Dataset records
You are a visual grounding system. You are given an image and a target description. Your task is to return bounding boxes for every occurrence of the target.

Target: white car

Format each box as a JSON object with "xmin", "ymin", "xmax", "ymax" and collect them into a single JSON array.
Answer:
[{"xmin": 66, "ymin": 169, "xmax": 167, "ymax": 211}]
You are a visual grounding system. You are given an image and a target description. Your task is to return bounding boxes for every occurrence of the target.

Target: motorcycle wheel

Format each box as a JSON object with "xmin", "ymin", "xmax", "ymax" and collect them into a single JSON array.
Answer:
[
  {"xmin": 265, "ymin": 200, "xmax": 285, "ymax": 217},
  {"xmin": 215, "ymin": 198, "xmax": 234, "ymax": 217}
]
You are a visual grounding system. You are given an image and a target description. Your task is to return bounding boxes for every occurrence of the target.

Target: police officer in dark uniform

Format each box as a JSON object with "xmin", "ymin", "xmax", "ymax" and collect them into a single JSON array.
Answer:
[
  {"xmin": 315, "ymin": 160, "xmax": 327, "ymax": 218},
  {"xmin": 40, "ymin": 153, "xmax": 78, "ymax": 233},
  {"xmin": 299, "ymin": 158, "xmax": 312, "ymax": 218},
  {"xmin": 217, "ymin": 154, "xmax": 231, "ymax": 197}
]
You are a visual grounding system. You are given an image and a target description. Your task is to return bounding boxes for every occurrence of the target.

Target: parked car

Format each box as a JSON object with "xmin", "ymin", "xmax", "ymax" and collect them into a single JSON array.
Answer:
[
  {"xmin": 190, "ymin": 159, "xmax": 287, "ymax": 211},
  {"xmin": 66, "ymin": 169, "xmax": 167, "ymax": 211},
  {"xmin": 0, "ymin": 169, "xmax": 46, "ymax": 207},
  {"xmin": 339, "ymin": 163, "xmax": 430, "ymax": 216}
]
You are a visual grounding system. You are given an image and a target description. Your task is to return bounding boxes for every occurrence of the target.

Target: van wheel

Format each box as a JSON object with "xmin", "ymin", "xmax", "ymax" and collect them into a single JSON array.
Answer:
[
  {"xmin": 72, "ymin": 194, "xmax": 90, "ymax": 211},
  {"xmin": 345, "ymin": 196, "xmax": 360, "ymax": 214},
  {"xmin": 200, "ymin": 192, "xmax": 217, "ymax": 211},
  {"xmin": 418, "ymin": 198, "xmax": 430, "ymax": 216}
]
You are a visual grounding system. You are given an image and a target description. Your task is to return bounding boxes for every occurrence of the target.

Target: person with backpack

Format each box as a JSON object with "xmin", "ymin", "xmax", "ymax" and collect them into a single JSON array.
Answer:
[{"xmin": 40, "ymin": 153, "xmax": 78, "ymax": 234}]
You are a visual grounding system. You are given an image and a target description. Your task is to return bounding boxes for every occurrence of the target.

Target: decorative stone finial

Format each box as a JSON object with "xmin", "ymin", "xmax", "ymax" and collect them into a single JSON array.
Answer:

...

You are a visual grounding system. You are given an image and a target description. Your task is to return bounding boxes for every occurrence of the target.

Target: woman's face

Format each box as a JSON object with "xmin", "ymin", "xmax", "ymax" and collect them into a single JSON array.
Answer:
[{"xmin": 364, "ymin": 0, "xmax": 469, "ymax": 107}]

==

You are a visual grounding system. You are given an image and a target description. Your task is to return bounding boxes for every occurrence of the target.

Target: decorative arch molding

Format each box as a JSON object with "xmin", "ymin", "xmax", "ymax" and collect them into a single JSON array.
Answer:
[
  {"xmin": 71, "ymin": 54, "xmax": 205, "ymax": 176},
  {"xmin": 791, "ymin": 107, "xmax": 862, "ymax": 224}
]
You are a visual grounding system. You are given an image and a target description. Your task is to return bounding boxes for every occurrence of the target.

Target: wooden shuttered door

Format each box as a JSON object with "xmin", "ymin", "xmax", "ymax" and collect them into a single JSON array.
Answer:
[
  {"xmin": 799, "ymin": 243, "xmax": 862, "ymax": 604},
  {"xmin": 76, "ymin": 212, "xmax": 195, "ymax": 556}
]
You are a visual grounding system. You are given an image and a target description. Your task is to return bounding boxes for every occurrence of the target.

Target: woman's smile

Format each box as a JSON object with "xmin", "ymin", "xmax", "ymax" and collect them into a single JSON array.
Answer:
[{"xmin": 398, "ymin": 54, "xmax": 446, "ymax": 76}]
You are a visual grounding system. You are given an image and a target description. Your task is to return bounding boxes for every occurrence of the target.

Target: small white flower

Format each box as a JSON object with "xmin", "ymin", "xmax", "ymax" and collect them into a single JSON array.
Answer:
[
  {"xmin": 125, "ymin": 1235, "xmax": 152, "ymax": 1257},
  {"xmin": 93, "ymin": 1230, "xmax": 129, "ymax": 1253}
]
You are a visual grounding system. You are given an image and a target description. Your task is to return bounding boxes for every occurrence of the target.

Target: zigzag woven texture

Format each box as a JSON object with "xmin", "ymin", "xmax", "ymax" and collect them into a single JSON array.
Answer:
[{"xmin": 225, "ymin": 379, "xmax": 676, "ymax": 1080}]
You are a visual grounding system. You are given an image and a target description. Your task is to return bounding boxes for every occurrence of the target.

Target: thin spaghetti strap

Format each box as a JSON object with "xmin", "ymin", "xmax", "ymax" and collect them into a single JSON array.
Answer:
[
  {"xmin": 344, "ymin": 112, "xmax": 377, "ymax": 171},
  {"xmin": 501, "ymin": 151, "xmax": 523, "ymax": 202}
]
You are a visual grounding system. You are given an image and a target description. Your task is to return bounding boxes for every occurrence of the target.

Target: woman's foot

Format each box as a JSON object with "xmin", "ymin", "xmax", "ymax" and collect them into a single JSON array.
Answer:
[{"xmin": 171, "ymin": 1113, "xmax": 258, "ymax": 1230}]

* Stated goal: Report how many lines of the records contain the string "woman", matching case exactly, and give only that number.

* Answer to this exercise: 3